#### SHORT PROBLEM:
Reproduce the entries below verbatim, from the line containing "Task: where can the dark" through the last line of the entries, both ends included.

#### EXTRACTED DATA:
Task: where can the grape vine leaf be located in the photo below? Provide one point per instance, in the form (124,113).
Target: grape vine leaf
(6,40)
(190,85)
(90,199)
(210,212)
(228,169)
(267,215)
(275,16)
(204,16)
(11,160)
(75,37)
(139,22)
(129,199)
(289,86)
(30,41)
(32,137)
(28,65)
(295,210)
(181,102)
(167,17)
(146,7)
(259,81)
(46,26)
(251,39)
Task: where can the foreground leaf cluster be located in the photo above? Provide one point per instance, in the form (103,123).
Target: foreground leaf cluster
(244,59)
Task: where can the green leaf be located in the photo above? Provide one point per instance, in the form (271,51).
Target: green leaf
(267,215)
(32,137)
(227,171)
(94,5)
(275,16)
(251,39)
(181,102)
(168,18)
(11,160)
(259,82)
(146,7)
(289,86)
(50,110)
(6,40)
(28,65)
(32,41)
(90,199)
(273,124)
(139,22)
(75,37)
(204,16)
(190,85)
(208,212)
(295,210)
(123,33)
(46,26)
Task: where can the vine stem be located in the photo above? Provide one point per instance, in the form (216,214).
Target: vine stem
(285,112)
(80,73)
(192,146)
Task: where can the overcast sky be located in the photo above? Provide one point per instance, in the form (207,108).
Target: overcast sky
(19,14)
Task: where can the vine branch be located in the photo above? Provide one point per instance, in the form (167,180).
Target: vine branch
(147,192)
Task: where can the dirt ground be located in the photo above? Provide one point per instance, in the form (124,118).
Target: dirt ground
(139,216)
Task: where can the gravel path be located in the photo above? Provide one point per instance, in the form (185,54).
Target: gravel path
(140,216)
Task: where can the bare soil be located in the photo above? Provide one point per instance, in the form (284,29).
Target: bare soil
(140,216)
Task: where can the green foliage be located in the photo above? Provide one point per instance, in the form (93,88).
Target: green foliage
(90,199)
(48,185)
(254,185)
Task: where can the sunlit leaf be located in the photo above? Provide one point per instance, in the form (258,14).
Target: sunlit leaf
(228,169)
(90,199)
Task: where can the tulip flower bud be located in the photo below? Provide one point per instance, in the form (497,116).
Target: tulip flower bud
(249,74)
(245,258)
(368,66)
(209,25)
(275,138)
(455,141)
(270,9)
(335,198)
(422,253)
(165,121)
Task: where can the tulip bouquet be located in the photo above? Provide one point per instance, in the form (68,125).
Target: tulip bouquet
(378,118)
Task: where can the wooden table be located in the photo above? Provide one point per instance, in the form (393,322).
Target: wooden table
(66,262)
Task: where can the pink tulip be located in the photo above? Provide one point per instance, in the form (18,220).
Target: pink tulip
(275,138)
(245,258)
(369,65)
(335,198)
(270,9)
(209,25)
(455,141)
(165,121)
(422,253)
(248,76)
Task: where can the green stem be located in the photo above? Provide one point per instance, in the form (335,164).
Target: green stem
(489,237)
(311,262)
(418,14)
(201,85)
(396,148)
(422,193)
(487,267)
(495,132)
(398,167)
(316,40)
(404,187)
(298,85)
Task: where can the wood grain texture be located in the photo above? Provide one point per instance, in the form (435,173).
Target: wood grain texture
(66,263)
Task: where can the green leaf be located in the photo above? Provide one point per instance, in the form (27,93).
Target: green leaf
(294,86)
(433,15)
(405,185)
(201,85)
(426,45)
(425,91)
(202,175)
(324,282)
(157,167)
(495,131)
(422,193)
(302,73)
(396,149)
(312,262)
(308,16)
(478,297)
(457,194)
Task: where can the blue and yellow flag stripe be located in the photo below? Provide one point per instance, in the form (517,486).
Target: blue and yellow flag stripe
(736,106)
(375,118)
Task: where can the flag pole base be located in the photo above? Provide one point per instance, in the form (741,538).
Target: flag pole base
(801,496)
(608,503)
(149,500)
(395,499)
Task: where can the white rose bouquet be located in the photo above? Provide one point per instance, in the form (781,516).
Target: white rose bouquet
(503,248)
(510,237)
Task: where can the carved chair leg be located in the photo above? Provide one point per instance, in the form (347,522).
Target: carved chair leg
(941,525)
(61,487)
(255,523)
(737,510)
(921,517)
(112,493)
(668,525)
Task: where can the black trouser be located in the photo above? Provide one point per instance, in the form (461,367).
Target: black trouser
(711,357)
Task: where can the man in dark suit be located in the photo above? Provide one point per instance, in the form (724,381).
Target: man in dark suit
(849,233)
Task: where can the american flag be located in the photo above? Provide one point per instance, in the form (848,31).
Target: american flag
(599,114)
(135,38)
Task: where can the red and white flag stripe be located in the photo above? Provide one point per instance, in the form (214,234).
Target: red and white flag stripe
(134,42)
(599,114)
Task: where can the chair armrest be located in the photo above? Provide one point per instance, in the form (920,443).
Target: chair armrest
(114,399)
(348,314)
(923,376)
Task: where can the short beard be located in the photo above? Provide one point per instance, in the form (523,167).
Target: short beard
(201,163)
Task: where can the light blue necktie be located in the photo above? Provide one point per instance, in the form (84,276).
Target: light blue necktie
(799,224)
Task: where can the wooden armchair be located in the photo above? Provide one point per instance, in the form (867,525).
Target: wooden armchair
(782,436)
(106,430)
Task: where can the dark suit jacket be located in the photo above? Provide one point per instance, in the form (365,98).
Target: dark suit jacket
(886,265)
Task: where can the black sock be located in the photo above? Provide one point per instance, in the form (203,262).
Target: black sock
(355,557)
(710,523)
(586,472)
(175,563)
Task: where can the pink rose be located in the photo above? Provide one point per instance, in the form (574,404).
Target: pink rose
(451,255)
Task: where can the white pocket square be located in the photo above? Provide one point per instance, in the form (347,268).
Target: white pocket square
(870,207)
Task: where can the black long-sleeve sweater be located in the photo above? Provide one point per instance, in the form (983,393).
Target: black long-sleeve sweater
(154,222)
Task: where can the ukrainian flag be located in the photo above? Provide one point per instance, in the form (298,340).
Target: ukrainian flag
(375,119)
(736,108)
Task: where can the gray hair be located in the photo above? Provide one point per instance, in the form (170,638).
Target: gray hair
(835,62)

#### EXERCISE OUTPUT:
Task: where can the dark suit jacket be located in the photo above? Provide one point per instance, in the form (365,98).
Target: dark suit jacket
(886,265)
Task: where can the black sock be located in the photo above? Provide one point per instance, in the form (203,262).
Target: black sock
(355,557)
(710,523)
(586,472)
(175,563)
Task: where can the pink rose be located in the photo above? Provide one point per instance, in the form (574,404).
Target: pink rose
(451,255)
Task: where can the white pocket square be located in the photo above? Provide one point per instance, in the form (347,268).
Target: white pocket square
(870,207)
Task: where can the black long-sleeve sweater be located in the photo above? Provide one point per instance, in the form (983,393).
Target: black long-sleeve sweater
(154,222)
Task: where can the ukrainian flag be located in the photo above? Provide one point per instance, in the form (298,340).
Target: ukrainian flag
(375,119)
(736,108)
Task: where can the gray hair be located in the photo above? Provide one point per instance, in the form (170,638).
Target: gray hair
(835,62)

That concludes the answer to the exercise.